- Given passage -
▬▬▬▬▬▬▬▬▬▬
Description of problem: A race condition can be observed in the ISCSI_ERR_INVALID_HOST handling in open-iscsi when it is being issued immediately after the reception of the ISCSI_ERR_CONN_FAILED nl message to execute the re-open path. The race condition was found to be related to how the single threaded scheduler handles this INVALID_HOST message asynchronously from within the re-open path. The end result is that the actor which acts on the INVALID_HOST handling will get flushed by the re-open path handling. Version-Release number of selected component (if applicable): open-iscsi-2.0.871.1 - From inbox How reproducible: A few iterations depending on the timing execution of the procedure Steps to Reproduce: 1. For every active sessions, issue an ISCSI_ERR_CONN_FAILED nl msg (This will eventually put all active connections into the actor_list ready to execute the session_conn_reopen procedure) 2. Asynchronously after a few seconds, call the iscsi_host_remove procedure (This will notify iscsid with the ISCSI_ERR_INVALID_HOST nl message) 3. Actual results: The number of outstanding session will not converge to 0 after the INVALID_HOST handling. Expected results: The number of outstanding session should converge to 0 after the INVALID_HOST handling. Additional info: The iscsi_host_remove() in libiscsi will wait indefinitely if this race problem occurs.
Created attachment 451527 [details] ISCSID: Fixed a race condition in the INVALID_HOST path This should fix the race condition presented.
Note: this should only affect offload drivers and it should only affect their shutdown path, so the patch should be pretty safe regression wise.
Broadcom QA has done extensive testing and verification with this patch on RH5.5 using our latest OOB driver set. We are also attempting to verify this patch in RH5.6 with the inbox driver. However, we are running into what looks like some unrelated problems and are in the process of debugging/troubleshooting.
Great, keep us posted if you find out anything definite.
Thank for the patch Eddie. This is merged in iscsi-initiator-utils-6.2.0.872-5.el5. You can download it here: http://people.redhat.com/mchristi/iscsi/rhel5.6/iscsi-initiator-utils/
Created attachment 458985 [details] Patch for uIP-0.6.2.2.1 While testing, we also saw that the uIP userspace daemon would segfault when uIP would take an error path some the sysfs iSCSI entries were removed. The fault is a NULL deference which the incorrect errno value is being used. The global errno should be used and not the errno from the file descriptor. This only occurs in an error condition with the default logging level. Note that this is a very small 1 line fix and only effects the bnx2i driver.
▬▬▬▬▬▬▬▬▬▬
- Raw data -
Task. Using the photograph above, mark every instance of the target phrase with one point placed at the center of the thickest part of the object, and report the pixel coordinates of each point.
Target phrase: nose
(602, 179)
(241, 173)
▬▬▬▬▬▬▬▬▬▬
- Exercise 1 -
According to the open-iscsi thread, why should the INVALID_HOST race fix be fairly safe with respect to regressions? Answer in one to three sentences.
- Exercise 2 -
Using the open-iscsi thread, decide whether each statement agrees with it. Answer yes or no for each one, and quote the exact words that settle it.
(a) The race condition was linked to how the single threaded scheduler handles the INVALID_HOST message asynchronously.
(b) Broadcom QA has already completed verification of the patch on RH5.6 with the inbox driver.
(c) The uIP fix affects every iSCSI driver.
- Exercise 3 -
Write the next post in the open-iscsi thread, continuing from the last message shown.

- Right answer 1 -
The fix should be safe because it only affects offload drivers. Even for those drivers, it only touches their shutdown path.

- Right answer 2 -
(a) Yes: "The race condition was found to be related to how the single threaded scheduler handles this INVALID_HOST message asynchronously from within the re-open path."
(b) No: "We are also attempting to verify this patch in RH5.6 with the inbox driver. However, we are running into what looks like some unrelated problems and are in the process of debugging/troubleshooting."
(c) No: "Note that this is a very small 1 line fix and only effects the bnx2i driver."

- Right answer 3 -
Mike, I'll leave it to you if this needs another BZ or not.
Andrius, talked to Barry in QE. He said it was ok with him to just update the fix for this with this fix. Fixed in iscsi-initiator-utils-6.2.0.872-5.el5. You can download it here: http://people.redhat.com/mchristi/iscsi/rhel5.6/iscsi-initiator-utils/
(In reply to comment #11) > Andrius, talked to Barry in QE. He said it was ok with him to just update the > fix for this with this fix. > > Fixed in iscsi-initiator-utils-6.2.0.872-5.el5. You can download it here: > http://people.redhat.com/mchristi/iscsi/rhel5.6/iscsi-initiator-utils/ OK, setting back to ASSIGNED then.
It appears that BZ651287 is preventing this problem from being correctly verified using RHEL5.6-Server-20101029.0-x86_64-DVD.iso and iscsi-initiator-utils-6.2.0.872-6.el5. The fix had previously been verified with the patch along with Broadcom OOB drivers using RH5.5.
@Broadcom, it appears BZ651287 has been confirmed as fixed with kernel-2.6.18-233.el5. Please let us of the latest test results for this bug (#640111) once they're available. Thanks!
Reminder! There should be a fix present for this BZ in snapshot 3 -- unless otherwise noted in a previous comment. Please test and update this BZ with test results as soon as possible.
Testing has been ongoing with kernel-2.6.18-233.el5 and there are some conditions in which this problem still surfaces. i.e. when there are 128 iSCSI sessions active and ifup/down is issued repeatedly. The same test was run with 35 iSCSI sessions overnight and was working ok. Perhaps the BRCM engineering team can comment on this. Thanks.
Technical note added. If any revisions are required, please edit the "Technical Notes" field accordingly. All revisions will be proofread by the Engineering Content Services team. New Contents: A host removal could become suspended when the bnx2i, cxgb3i, or be2iscsi drivers were used and iSCSI sessions could not be cleaned up. With this update, the iSCSI daemon has been corrected to handle the error event, and a host removal behaves as expected.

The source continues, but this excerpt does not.